Activity> Only the lines from the one containing "Question. Locate the chimney" to the end of the listing below are wanted, repeated exactly.

== Records to use

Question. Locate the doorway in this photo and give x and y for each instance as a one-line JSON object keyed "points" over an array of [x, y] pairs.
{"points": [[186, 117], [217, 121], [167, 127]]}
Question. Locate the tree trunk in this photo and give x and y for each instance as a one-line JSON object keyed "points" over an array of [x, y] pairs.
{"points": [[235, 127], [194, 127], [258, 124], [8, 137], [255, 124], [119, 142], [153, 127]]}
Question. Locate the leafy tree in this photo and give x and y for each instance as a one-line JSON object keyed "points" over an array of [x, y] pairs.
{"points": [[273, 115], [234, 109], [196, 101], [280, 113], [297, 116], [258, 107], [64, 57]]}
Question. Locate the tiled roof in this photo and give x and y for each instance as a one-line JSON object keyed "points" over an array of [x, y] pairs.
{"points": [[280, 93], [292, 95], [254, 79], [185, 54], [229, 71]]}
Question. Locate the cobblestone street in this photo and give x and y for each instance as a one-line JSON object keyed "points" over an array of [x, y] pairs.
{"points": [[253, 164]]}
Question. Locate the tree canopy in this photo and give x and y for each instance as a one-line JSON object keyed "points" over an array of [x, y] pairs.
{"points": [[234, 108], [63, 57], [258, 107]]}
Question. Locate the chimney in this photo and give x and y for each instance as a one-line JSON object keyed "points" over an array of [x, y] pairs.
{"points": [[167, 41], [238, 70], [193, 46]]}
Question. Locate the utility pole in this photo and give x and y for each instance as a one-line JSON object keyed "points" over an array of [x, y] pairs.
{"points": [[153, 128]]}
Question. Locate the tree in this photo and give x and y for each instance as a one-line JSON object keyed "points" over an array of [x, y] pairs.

====

Written answer>
Question. Locate the chimney in this photo and give x and y for each instance as a one-line JSON object keyed "points" over an array of [x, y] pairs.
{"points": [[167, 41], [238, 70], [193, 46]]}
Question. Locate the utility pole in this photo and give x and y for each instance as a one-line JSON object keyed "points" over an array of [x, y] pairs.
{"points": [[153, 128]]}
Question. Locate the tree in this photo and give x and y for each instance as a one-line JSON object keyed "points" over an array of [x, y] pairs.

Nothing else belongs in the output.